● Description of the task:
Start at the top of the records and, please, print each line exactly through the line that contains "Target: silhouette of person", leaving out all pictures.

========================================================================

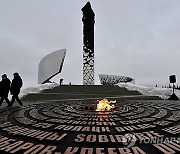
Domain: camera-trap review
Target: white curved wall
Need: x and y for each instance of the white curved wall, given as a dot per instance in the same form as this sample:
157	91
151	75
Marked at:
114	79
51	65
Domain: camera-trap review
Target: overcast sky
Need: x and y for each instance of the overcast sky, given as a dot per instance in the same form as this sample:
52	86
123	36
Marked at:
135	38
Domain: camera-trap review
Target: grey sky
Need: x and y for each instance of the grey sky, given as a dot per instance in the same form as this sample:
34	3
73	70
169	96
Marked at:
136	38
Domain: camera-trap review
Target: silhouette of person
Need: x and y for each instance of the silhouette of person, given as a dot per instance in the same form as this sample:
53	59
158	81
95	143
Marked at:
5	87
15	88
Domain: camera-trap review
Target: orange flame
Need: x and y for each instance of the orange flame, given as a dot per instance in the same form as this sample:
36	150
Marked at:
104	105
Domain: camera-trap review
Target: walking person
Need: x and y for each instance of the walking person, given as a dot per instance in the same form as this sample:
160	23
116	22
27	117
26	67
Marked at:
15	88
5	87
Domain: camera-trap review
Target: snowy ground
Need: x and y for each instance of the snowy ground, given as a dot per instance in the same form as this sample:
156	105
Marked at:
164	93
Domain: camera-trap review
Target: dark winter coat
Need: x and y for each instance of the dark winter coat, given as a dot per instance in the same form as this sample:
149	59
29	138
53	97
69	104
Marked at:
16	85
5	87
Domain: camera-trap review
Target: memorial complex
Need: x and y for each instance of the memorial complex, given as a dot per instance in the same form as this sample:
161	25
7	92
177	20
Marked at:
88	118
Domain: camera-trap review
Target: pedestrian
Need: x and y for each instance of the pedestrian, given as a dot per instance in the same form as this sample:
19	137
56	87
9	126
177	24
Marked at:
5	87
15	88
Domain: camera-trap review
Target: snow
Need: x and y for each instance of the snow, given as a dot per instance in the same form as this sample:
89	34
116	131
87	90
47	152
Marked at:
36	88
164	93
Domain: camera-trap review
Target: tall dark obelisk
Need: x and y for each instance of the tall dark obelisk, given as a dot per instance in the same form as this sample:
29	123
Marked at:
88	44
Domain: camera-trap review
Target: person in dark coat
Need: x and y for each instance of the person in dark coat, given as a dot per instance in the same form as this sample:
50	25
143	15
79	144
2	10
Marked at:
5	87
15	88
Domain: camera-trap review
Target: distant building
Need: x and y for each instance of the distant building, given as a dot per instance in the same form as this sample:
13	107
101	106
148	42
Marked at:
51	65
114	79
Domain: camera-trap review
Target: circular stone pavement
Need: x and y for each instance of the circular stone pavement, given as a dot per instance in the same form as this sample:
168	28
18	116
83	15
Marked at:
136	127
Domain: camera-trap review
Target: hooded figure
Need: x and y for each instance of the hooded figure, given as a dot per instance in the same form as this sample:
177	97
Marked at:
15	88
4	89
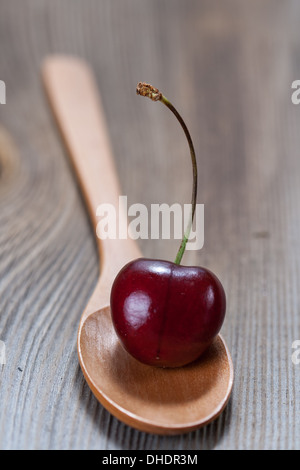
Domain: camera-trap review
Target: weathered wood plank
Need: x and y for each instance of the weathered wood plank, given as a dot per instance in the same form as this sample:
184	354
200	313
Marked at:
228	66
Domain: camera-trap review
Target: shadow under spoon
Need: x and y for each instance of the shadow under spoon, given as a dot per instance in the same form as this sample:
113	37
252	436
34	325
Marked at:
162	401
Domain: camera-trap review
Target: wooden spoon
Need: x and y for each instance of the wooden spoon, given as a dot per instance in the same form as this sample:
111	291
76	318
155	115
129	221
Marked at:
163	401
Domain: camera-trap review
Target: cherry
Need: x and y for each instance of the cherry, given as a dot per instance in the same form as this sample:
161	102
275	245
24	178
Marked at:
166	314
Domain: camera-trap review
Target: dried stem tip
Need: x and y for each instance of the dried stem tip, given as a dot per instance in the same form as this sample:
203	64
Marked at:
145	89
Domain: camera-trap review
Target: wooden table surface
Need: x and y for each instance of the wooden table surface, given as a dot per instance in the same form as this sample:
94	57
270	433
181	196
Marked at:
228	66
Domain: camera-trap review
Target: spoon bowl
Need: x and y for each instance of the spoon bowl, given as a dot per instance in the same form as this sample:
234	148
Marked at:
162	401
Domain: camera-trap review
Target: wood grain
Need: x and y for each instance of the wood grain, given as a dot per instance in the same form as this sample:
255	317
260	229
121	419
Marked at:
228	66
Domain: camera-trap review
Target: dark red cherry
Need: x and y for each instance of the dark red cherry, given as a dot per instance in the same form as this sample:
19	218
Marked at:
166	314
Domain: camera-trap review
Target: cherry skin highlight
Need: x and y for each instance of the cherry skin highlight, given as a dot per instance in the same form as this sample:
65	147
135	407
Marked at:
166	314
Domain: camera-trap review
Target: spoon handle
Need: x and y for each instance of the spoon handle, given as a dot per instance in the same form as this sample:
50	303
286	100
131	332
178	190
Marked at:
76	104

========================================================================

● Worked solution:
Domain: camera-trap review
Target: white curved wall
Need: x and y for each instance of the white curved wall, given as a dot per instance in the same form as this sample:
157	91
151	75
Marked at:
114	79
51	65
Domain: camera-trap review
Target: overcast sky
Need: x and y for each instance of the overcast sky, given as a dot per instance in the same form as this sample:
52	86
123	36
Marked at:
135	38
Domain: camera-trap review
Target: grey sky
Need: x and y for each instance of the grey sky, given as a dot per instance in the same form as this sample:
34	3
73	70
169	96
Marked at:
136	38
Domain: camera-trap review
Target: silhouette of person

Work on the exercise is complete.